Source extract:
Lee Langley

Mysteries and misogyny: The Empusium, by Olga Tokarczuk, reviewed

Tokarczuk revisits Thomas Mann’s masterpiece The Magic Mountain in this ‘health resort horror story’ set in a Silesian guesthouse on the eve of the first world war

Olga Tokarczuk. [Getty Images] 
issue 21 September 2024

Nothing is ever quite as it seems in the world of Olga Tokarczuk. Her latest novel starts with an epigraph taken from Fernando Pessoa: ‘The visible world goes on as usual in the broad daylight. Otherness watches us from the shadows.’ Wild deer were murder suspects in her surreal and beautiful 2018 novel Drive Your Plow Over the Bones of the Dead. This time nature itself plays a significant role.

Problem to work on: Could you proceed with the review of Olga Tokarczuk's The Empusium, picking up right after its last sentence? None of the records are needed here.

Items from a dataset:
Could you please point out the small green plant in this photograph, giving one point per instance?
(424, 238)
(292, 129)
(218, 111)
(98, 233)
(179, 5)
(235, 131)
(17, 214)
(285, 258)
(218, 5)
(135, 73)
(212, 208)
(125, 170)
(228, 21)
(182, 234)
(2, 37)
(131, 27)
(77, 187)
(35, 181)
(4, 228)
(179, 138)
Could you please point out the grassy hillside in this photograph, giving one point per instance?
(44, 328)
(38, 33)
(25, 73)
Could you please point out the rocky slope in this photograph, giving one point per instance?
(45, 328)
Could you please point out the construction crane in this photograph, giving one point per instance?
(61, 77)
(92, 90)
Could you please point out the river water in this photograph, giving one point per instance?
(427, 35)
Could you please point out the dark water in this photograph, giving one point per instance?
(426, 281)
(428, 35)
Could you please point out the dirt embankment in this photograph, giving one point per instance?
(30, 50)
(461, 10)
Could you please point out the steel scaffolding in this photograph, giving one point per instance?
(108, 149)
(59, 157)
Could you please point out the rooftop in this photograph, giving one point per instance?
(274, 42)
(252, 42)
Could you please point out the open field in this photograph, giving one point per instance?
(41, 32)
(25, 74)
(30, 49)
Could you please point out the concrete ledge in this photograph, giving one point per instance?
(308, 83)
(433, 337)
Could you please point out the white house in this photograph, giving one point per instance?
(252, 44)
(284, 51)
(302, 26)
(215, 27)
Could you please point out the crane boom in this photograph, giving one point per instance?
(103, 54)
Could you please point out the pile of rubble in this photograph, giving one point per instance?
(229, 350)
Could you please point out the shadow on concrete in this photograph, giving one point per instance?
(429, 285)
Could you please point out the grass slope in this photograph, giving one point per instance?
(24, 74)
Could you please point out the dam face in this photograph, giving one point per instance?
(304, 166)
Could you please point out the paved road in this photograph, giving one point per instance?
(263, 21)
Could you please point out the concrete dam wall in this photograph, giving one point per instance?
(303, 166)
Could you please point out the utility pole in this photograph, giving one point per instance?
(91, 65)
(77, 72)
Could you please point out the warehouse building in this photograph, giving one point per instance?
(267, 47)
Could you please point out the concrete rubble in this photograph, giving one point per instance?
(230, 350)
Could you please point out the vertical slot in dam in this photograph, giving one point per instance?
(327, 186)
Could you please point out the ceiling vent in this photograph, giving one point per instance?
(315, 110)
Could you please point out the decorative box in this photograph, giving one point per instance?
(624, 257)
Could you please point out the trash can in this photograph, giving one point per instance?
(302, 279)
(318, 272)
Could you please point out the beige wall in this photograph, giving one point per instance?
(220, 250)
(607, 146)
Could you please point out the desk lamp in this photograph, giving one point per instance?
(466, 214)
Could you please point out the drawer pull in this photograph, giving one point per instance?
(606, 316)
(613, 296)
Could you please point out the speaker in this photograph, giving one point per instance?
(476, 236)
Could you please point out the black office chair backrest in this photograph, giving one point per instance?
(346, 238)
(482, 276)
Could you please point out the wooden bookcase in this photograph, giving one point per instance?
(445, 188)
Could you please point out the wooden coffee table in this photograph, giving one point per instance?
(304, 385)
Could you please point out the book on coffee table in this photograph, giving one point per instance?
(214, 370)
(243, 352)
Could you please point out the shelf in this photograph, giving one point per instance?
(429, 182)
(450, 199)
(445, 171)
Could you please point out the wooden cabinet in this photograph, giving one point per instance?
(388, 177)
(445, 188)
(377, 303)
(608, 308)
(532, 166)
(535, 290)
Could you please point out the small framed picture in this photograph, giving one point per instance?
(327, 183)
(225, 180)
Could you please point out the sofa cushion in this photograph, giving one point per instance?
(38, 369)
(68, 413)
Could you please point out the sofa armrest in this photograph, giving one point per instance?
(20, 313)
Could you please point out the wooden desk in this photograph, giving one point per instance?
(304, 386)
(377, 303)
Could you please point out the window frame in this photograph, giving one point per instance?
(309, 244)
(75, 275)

Written reply:
A daily glass or three of schwarmerei restores good cheer, sometimes generating hallucinogenic euphoria

Though the novel describes itself as ‘a horror story’, it’s more a salutation to the power of the natural world and a celebration of difference. Tokarczuk is revisiting Thomas Mann’s masterpiece The Magic Mountain, using Mann’s original as her template – a hard act to follow. It’s the same setting and timeframe – that golden, apparently calm period leading up to the first world war. Even the opening, with a young innocent entering the enclosed world of ill-health in the Silesian mountains is mirrored. But Tokarczuk brings a new perspective to the scene: the female gaze.

Mieczyslaw Wojnicz, a student from Lviv, hopes the austere medical regime will heal his lungs and see him home for Christmas. On his first day, he walks into the dining room to find, on the table, a pair of boots, ‘attached to a body, the woman who brought his breakfast’. The dead woman is the wife of the guesthouse owner, and she has hanged herself.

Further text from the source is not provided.